Copy every row below, substituting "occurrence" for each "instance" and leaving everything else unchanged.

## Begin

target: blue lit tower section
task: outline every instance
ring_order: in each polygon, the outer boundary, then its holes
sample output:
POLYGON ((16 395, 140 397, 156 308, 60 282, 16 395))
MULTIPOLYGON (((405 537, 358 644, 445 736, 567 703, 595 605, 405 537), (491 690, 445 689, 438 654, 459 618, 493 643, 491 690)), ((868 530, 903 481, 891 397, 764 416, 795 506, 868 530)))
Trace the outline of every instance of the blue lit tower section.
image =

## End

### Reply to the task
target: blue lit tower section
task: outline every occurrence
ring_order: in each polygon, the outer boundary, then its holes
sample output:
POLYGON ((16 395, 140 397, 156 308, 60 282, 16 395))
MULTIPOLYGON (((405 537, 358 644, 445 736, 567 703, 595 605, 405 537), (491 690, 445 689, 438 654, 459 618, 493 643, 491 690)), ((868 530, 903 481, 891 397, 764 416, 795 506, 868 530)))
Trace the outline of every occurrence of the blue lit tower section.
image =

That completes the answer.